*** Data

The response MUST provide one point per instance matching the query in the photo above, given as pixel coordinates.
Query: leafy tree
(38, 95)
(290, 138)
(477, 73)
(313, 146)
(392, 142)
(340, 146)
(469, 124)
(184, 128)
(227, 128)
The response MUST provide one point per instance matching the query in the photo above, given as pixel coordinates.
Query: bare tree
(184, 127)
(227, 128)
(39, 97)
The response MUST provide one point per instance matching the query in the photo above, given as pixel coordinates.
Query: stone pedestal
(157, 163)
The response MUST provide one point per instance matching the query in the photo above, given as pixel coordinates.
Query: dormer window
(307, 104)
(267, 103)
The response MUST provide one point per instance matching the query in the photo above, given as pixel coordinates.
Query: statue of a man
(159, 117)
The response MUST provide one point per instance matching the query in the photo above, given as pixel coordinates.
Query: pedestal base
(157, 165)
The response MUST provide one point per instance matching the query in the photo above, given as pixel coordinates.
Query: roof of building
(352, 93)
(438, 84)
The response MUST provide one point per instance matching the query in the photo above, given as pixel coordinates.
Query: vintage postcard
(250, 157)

******

Activity: Your reply should consist only of the lines running from the line with "Query: statue of a man" to the end of the listing, retyped exactly.

Your solution:
Query: statue of a man
(159, 117)
The response MUST provide one point per instance matching the query in the photo above, given as pixel coordinates.
Query: pedestal base
(157, 165)
The response MUST provide one point per instance matching the query in the photo above, given as pixel coordinates.
Query: roof of building
(352, 93)
(438, 84)
The response MUST provide one point per instance matching the query in the photo above, given as pixel coordinates.
Query: vintage postcard
(250, 157)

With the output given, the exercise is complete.